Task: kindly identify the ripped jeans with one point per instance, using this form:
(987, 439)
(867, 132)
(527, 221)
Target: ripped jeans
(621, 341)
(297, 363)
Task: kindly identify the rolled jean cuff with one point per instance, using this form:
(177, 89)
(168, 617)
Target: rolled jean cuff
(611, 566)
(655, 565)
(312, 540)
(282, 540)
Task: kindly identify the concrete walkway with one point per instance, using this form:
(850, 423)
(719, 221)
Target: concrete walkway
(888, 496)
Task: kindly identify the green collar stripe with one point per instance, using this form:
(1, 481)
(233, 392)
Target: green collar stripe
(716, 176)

REQUIRED WORK: Having found the line with "Task: kindly identify the rolled" in the listing above, transcribe it and every line after it to the end, exactly, with no additions.

EXERCISE OUTPUT:
Task: kindly identify the rolled jean cuff with one point per instance, using this form:
(177, 89)
(168, 617)
Target: rolled jean cuff
(611, 566)
(655, 565)
(312, 540)
(282, 540)
Task: kindly identify the concrete walkway with one point per instance, using this form:
(850, 423)
(719, 221)
Target: concrete walkway
(888, 496)
Task: kindly identify the green collar stripe with one point per instance, using this form:
(1, 481)
(233, 392)
Target: green collar stripe
(716, 176)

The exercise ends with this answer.